§ **What you should do**: Express every line of all the entries below as a JSON list of strings, with one string for each line and any blank lines left out.

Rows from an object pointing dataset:
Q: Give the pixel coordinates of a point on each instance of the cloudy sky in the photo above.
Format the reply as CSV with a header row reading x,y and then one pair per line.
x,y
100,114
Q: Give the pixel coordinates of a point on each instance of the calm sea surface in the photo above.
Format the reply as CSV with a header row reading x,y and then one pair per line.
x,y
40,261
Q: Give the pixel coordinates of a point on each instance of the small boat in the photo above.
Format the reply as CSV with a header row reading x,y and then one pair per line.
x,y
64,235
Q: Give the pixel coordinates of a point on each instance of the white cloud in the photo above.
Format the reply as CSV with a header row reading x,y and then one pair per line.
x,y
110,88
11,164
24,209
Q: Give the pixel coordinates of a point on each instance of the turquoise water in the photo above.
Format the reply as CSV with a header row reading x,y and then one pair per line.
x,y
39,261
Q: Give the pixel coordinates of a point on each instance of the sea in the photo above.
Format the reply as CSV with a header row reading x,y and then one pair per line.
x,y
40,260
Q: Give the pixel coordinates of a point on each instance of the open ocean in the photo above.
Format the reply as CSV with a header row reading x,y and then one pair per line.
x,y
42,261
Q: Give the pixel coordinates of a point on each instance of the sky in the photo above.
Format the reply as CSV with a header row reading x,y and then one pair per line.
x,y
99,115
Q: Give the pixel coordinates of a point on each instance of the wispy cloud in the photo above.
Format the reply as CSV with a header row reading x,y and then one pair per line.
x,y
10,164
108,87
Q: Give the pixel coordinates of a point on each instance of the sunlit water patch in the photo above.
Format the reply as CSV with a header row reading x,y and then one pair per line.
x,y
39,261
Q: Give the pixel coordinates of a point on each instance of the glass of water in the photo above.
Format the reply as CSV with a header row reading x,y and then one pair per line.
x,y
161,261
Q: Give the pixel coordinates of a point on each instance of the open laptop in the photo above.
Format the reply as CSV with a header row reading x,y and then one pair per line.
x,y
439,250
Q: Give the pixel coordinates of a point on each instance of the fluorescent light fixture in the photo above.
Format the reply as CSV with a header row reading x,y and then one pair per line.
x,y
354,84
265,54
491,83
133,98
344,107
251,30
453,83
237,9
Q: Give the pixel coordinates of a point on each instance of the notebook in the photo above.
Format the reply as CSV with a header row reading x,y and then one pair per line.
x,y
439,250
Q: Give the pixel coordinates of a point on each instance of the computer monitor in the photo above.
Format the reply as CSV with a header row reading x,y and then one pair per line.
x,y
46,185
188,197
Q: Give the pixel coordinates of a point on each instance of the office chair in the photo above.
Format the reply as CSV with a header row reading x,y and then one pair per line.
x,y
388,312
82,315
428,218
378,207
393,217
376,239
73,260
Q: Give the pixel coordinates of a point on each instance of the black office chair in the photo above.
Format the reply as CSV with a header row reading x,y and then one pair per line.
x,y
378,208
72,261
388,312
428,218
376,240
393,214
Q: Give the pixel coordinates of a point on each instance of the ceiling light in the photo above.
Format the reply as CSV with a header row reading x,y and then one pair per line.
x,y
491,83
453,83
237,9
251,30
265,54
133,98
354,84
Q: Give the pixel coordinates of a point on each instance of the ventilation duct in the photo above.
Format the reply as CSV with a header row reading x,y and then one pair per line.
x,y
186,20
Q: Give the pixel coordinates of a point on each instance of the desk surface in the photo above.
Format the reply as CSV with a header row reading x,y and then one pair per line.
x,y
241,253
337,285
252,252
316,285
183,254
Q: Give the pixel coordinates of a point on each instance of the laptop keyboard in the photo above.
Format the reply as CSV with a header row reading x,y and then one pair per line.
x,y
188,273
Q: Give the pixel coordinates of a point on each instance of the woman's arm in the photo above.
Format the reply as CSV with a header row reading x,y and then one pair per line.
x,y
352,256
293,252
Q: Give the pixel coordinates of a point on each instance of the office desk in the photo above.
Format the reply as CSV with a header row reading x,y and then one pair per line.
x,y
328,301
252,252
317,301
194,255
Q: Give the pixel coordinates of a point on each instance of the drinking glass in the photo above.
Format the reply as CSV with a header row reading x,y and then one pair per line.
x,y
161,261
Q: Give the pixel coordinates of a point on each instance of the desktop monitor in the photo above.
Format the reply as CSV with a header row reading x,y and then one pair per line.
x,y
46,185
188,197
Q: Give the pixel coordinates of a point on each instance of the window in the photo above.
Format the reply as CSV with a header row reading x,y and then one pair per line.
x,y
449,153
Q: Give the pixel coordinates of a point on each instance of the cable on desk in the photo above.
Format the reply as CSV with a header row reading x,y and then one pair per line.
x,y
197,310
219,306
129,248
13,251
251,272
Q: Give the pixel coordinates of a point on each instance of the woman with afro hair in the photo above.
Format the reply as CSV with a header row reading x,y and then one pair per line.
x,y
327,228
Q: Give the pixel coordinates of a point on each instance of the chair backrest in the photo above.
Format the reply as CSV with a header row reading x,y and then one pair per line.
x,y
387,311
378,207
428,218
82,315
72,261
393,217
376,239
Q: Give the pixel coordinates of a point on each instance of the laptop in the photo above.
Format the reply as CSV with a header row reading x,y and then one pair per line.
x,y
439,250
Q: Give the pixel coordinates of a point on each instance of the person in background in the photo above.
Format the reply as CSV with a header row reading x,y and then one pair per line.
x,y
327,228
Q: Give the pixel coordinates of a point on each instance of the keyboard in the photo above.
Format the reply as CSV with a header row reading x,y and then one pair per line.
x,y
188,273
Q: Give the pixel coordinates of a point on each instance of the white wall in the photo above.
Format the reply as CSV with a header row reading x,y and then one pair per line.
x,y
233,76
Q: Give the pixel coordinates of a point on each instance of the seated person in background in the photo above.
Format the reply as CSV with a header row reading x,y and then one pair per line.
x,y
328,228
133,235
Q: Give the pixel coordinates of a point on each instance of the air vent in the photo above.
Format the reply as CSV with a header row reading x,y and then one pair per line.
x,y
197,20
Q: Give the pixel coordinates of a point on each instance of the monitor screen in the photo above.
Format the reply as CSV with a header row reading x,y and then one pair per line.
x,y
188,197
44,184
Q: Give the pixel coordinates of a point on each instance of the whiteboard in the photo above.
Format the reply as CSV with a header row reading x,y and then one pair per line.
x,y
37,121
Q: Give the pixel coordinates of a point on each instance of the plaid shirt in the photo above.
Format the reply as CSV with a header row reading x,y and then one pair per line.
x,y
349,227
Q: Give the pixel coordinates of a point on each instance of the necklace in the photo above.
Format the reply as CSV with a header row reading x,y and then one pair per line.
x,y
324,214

§ **Exercise output**:
[
  "Q: Give the pixel coordinates of a point on each instance of the cloudy sky in the photo above.",
  "Format the reply as CSV with a header row reading x,y and then one pair per line.",
  "x,y",
  "100,114",
  "Q: Give the pixel coordinates of a point on each instance of the calm sea surface in the photo above.",
  "Format the reply as CSV with a header row reading x,y and then one pair per line.",
  "x,y",
  "40,261",
  "Q: Give the pixel coordinates of a point on each instance of the small boat in the photo above.",
  "Format the reply as CSV with a header row reading x,y and then one pair per line.",
  "x,y",
  "64,235",
  "Q: Give the pixel coordinates of a point on each instance of the white cloud in the photo above.",
  "Format the reply as CSV with a header row reading x,y and then one pair per line.",
  "x,y",
  "110,88",
  "11,164",
  "24,209",
  "Q: Give the pixel coordinates of a point on each instance of the turquoise water in the photo above.",
  "Format the reply as CSV with a header row reading x,y and then one pair per line.",
  "x,y",
  "39,261",
  "Q: Give the pixel coordinates of a point on each instance of the sea in the photo above.",
  "Format the reply as CSV with a header row reading x,y and then one pair per line.",
  "x,y",
  "40,260",
  "Q: Give the pixel coordinates of a point on each instance of the open ocean in the photo above.",
  "Format the reply as CSV with a header row reading x,y and then one pair per line.",
  "x,y",
  "42,261",
  "Q: Give the pixel coordinates of a point on each instance of the sky in the photo above.",
  "Format the reply as CSV with a header row reading x,y and then one pair per line.",
  "x,y",
  "99,115",
  "Q: Give the pixel coordinates of a point on each instance of the wispy cloud in the photo above.",
  "Format the reply as CSV with a header row reading x,y and then one pair per line.",
  "x,y",
  "10,164",
  "108,87",
  "Q: Give the pixel coordinates of a point on each instance of the sunlit water patch in the photo above.",
  "Format the reply as CSV with a header row reading x,y and then one pair per line.",
  "x,y",
  "39,261",
  "Q: Give the pixel coordinates of a point on each instance of the glass of water in the photo above.",
  "Format the reply as CSV with a header row reading x,y and then one pair per line.",
  "x,y",
  "161,261",
  "Q: Give the pixel coordinates of a point on each instance of the open laptop in the photo above.",
  "Format the reply as CSV with a header row reading x,y and then one pair per line.",
  "x,y",
  "439,250",
  "Q: Give the pixel coordinates of a point on each instance of the fluorescent light fixture in the photo above.",
  "Format the reply as CSV with a header row reading x,y and then one pair per line.",
  "x,y",
  "354,84",
  "265,54",
  "491,83",
  "133,98",
  "344,107",
  "251,30",
  "453,83",
  "237,9",
  "Q: Give the pixel coordinates of a point on each instance of the notebook in the photo above.",
  "Format the reply as CSV with a header row reading x,y and then one pair per line.",
  "x,y",
  "439,250",
  "Q: Give the pixel coordinates of a point on each instance of the computer monitor in the photo above.",
  "Format the reply as CSV with a header row reading x,y and then one pair per line.",
  "x,y",
  "46,185",
  "188,197",
  "Q: Give the pixel coordinates of a point on each instance of the office chair in the photo above.",
  "Format the reply as CSV with a header row reading x,y and then one pair per line.",
  "x,y",
  "388,312",
  "82,315",
  "428,218",
  "378,207",
  "393,217",
  "376,239",
  "73,260",
  "Q: Give the pixel coordinates of a point on each instance of the black office chair in the photo above.",
  "Format the reply as CSV with a header row reading x,y and then one pair per line.",
  "x,y",
  "378,208",
  "72,261",
  "388,312",
  "428,218",
  "376,240",
  "393,214",
  "Q: Give the pixel coordinates of a point on each instance of the ceiling light in the photo above.",
  "Format the reply as CSV with a header row reading x,y and then one pair per line.",
  "x,y",
  "491,83",
  "453,83",
  "237,9",
  "251,30",
  "265,54",
  "133,98",
  "354,84",
  "Q: Give the pixel coordinates of a point on each instance of the ventilation duct in the photo above.",
  "Format the reply as CSV with a header row reading x,y and then one pair per line.",
  "x,y",
  "186,20",
  "Q: Give the pixel coordinates of a point on each instance of the desk surface in the photo above.",
  "Format the reply as CSV with a header row reading x,y and then one pair per line.",
  "x,y",
  "241,253",
  "337,285",
  "252,252",
  "316,285",
  "183,254",
  "Q: Give the pixel coordinates of a point on each instance of the laptop keyboard in the photo above.",
  "Format the reply as CSV with a header row reading x,y and then one pair per line.",
  "x,y",
  "188,273",
  "Q: Give the pixel coordinates of a point on each instance of the woman's arm in the photo above.",
  "Format the reply as CSV with a header row reading x,y and then one pair per line.",
  "x,y",
  "352,256",
  "293,252",
  "Q: Give the pixel coordinates of a point on each instance of the office desk in the photo above.",
  "Format the reply as CSV with a header row reading x,y and then one pair per line.",
  "x,y",
  "328,301",
  "252,252",
  "317,301",
  "194,255",
  "Q: Give the pixel coordinates of a point on each instance of the drinking glass in the photo above.",
  "Format the reply as CSV with a header row reading x,y and then one pair per line.",
  "x,y",
  "161,261",
  "Q: Give the pixel coordinates of a point on each instance of the desktop monitor in the photo above.",
  "Format the reply as CSV with a header row reading x,y and then one pair per line.",
  "x,y",
  "46,185",
  "188,197",
  "Q: Give the pixel coordinates of a point on each instance of the window in the photo above.",
  "Format the reply as CSV with a header row reading x,y and then one pair per line.",
  "x,y",
  "449,153",
  "Q: Give the pixel coordinates of a point on each instance of the cable on desk in the photo above.",
  "Format the reply as CSV with a header row reading x,y and then one pair per line.",
  "x,y",
  "197,310",
  "219,306",
  "129,248",
  "13,251",
  "251,272",
  "Q: Give the pixel coordinates of a point on each instance of the woman with afro hair in the photo above.",
  "Format the reply as CSV with a header row reading x,y and then one pair per line.",
  "x,y",
  "327,228",
  "Q: Give the pixel coordinates of a point on each instance of the chair backrest in the photo above.",
  "Format the reply as CSV with a header row reading x,y and then one pair per line.",
  "x,y",
  "387,311",
  "378,207",
  "428,218",
  "82,315",
  "72,261",
  "393,217",
  "376,239",
  "Q: Give the pixel coordinates of a point on each instance of the laptop in the photo above.",
  "Format the reply as CSV with a header row reading x,y and then one pair per line.",
  "x,y",
  "439,250",
  "Q: Give the pixel coordinates of a point on each instance of the person in background in the photo above.",
  "Format the reply as CSV with a header row reading x,y and then one pair per line.",
  "x,y",
  "327,228",
  "Q: Give the pixel coordinates of a point on each instance of the keyboard in the photo above.",
  "Format the reply as CSV with a header row reading x,y and then one pair per line.",
  "x,y",
  "188,273",
  "Q: Give the pixel coordinates of a point on each instance of the white wall in the photo above.",
  "Format the reply as CSV with a header row reading x,y and then one pair per line.",
  "x,y",
  "233,76",
  "Q: Give the pixel coordinates of a point on each instance of the seated person in background in the photo above.",
  "Format the reply as CSV with a header row reading x,y and then one pair per line.",
  "x,y",
  "328,228",
  "133,235",
  "Q: Give the pixel coordinates of a point on each instance of the air vent in the photo above.",
  "Format the reply as CSV with a header row reading x,y and then one pair per line.",
  "x,y",
  "197,20",
  "Q: Give the pixel coordinates of a point on each instance of the monitor screen in the photo above.",
  "Format the reply as CSV with a header row reading x,y and then one pair per line.",
  "x,y",
  "188,197",
  "44,184",
  "Q: Give the pixel coordinates of a point on each instance of the whiteboard in the photo above.",
  "Format the reply as CSV with a header row reading x,y and then one pair per line.",
  "x,y",
  "37,121",
  "Q: Give the pixel coordinates of a point on each instance of the plaid shirt in the photo above.",
  "Format the reply as CSV with a header row reading x,y and then one pair per line.",
  "x,y",
  "349,227",
  "Q: Give the pixel coordinates of a point on each instance of the necklace in the photo above.",
  "Format the reply as CSV with a header row reading x,y and then one pair per line.",
  "x,y",
  "324,214"
]